• **Your instructions**
In the abstract on [2Fe-2S] metallopolymers for hydrogen production below, what range of dispersity is reported for the prepared metallopolymers?

• **Text section**
━━━━━━━━━━━━━━━━━━━━━━━━━━━━━━

Synthesis of Metallopolymers via Atom Transfer Radical Polymerization from a [2Fe‐2S] Metalloinitiator: Molecular Weight Effects on Electrocatalytic Hydrogen Production

Small molecule biomimetics inspired by the active site of the [FeFe]-hydrogenase enzymes have shown promising electrocatalytic activity for hydrogen (H2 ) generation. However, most of the active-site mimics based on [2Fe-2S] clusters are not water-soluble which limits the use of these electrocatalysts to organic media. Polymer-supported [2Fe-2S] systems, in particular, single-site metallopolymer catalysts, have shown drastic improvements for electrocatalytic H2 generation in aqueous milieu. [2Fe-2S] complexes functionalized within well-defined macromolecular supports via covalent bonding have demonstrated water solubility, enhanced site-isolation, and improved chemical stability during catalysis. In this report, the synthesis of a new propanedithiolate (pdt)-[2Fe-2S] complex bearing a single alpha-bromoester moiety for use in atom transfer radical polymerization (ATRP) is demonstrated as a novel metalloinitiator to prepare water-soluble poly(2-dimethylaminoethyl methacrylate) grafted (PDMAEMA-g-[2Fe-2S]) metallopolymers. Using this approach, metallopolymers with controllable molecular weights (Mn = 5-40 kg mol(-1) ) and low dispersity (D, Mw /Mn = 1.09-1.36) are prepared, which allows for the first time observation of the effect of the metallopolymers' chain length on the electrocatalytic activity. The ability to control the composition and molecular weight of these metallopolymers enables macromolecular engineering via ATRP of these materials to determine optimal structural features of metallopolymer catalysts for H2 production.

━━━━━━━━━━━━━━━━━━━━━━━━━━━━━━

• **Study material**
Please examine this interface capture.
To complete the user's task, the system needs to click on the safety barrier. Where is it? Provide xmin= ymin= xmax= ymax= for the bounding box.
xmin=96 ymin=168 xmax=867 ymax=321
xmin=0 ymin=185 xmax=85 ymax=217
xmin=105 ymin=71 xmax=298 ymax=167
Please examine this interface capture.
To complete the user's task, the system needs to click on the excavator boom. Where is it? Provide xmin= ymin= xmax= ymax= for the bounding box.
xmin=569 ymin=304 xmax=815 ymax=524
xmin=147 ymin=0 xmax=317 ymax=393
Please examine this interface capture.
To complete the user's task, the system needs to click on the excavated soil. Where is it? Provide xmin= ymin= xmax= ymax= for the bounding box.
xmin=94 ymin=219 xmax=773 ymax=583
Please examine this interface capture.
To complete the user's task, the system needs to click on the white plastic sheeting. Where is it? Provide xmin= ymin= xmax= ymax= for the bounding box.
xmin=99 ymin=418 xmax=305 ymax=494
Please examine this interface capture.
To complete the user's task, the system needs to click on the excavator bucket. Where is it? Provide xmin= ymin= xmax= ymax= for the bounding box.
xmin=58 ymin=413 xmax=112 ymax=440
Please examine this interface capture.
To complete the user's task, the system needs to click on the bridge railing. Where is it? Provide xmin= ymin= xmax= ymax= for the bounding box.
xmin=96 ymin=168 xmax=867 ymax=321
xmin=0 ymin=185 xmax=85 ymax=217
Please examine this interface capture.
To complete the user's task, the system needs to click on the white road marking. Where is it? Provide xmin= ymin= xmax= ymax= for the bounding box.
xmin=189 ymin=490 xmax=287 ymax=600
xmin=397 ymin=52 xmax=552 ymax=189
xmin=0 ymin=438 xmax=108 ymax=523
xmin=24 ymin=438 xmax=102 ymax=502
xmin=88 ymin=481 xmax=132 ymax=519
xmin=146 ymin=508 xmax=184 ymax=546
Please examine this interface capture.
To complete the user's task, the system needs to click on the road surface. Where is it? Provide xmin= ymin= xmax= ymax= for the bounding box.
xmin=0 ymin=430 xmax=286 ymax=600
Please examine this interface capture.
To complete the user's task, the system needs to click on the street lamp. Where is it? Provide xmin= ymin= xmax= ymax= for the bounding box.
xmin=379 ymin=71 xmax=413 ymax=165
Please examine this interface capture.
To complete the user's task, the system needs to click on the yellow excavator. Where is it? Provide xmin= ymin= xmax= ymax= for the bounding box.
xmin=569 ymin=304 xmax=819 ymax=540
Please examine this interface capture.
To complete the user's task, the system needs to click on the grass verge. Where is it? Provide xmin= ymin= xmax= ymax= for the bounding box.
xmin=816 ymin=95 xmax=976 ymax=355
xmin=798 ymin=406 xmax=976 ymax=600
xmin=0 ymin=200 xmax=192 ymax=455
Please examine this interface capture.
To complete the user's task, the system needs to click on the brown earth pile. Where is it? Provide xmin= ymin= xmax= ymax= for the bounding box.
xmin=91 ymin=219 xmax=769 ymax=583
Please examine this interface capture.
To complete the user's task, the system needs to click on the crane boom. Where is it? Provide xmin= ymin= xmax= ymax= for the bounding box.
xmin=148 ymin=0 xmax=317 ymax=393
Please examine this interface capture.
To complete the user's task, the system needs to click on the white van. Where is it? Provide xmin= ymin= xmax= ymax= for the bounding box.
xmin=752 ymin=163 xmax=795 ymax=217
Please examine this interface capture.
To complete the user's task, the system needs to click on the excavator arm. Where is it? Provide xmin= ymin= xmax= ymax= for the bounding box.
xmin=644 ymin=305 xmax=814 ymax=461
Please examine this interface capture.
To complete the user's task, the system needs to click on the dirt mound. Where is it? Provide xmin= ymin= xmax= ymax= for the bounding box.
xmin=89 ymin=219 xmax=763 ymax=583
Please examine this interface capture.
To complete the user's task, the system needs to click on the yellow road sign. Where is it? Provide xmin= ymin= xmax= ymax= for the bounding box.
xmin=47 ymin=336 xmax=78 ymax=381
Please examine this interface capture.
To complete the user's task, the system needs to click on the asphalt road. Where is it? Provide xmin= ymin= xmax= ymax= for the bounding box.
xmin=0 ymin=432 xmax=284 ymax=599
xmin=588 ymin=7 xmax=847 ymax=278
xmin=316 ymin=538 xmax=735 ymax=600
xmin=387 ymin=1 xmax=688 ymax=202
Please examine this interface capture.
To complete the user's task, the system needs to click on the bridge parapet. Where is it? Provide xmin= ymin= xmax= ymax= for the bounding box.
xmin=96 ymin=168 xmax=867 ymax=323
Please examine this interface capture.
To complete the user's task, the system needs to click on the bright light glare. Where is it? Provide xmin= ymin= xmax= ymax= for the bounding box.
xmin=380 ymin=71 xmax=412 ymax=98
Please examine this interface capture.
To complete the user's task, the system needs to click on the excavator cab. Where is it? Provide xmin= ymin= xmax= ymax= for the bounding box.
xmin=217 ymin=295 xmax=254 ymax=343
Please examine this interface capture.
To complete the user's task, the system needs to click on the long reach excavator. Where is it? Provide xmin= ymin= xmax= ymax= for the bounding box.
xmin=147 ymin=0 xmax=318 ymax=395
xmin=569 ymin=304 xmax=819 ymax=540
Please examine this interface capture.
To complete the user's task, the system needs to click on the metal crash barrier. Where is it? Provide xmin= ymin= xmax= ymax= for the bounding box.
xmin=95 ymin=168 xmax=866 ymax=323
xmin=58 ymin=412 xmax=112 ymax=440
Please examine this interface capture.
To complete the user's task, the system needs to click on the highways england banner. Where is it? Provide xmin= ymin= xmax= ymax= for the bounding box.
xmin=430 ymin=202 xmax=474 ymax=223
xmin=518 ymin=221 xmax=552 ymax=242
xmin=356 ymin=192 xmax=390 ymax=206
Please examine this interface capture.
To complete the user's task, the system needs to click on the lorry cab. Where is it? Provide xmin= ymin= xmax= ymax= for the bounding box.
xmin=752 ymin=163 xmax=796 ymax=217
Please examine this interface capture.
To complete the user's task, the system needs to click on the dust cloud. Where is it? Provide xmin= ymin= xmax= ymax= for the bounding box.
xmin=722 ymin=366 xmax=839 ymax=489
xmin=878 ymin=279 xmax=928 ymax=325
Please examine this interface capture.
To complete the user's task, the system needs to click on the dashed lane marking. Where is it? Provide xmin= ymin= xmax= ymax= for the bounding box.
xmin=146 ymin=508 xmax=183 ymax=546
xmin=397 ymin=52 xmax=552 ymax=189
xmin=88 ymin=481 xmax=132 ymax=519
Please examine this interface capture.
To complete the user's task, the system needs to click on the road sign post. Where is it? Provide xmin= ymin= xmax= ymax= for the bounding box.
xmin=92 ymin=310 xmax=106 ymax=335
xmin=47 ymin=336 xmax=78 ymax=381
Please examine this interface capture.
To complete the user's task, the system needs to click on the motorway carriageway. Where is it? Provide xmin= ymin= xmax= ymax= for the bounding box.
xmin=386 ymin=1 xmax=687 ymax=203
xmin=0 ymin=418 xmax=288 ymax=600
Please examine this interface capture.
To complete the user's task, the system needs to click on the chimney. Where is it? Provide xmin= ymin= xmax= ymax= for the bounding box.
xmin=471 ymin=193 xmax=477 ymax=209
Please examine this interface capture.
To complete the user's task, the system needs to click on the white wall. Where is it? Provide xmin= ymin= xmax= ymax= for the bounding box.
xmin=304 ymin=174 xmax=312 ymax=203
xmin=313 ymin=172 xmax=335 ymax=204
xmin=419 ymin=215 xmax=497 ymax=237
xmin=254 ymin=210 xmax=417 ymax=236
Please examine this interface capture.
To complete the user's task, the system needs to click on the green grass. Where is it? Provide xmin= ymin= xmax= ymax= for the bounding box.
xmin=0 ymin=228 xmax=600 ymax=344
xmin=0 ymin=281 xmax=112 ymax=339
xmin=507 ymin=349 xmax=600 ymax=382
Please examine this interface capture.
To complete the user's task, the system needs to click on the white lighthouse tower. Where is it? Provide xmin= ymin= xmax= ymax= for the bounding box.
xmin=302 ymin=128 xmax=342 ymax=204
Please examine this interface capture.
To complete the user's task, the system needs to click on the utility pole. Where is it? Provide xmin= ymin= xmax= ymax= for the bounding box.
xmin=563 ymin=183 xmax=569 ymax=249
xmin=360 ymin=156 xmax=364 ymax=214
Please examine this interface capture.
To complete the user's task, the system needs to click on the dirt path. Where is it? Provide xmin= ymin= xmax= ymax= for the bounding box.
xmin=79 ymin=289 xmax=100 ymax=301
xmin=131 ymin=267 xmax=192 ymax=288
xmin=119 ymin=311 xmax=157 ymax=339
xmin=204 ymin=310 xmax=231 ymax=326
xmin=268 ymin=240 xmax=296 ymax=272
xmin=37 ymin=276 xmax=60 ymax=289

━━━━━━━━━━━━━━━━━━━━━━━━━━━━━━

• **Result of this exercise**
Mw/Mn = 1.09-1.36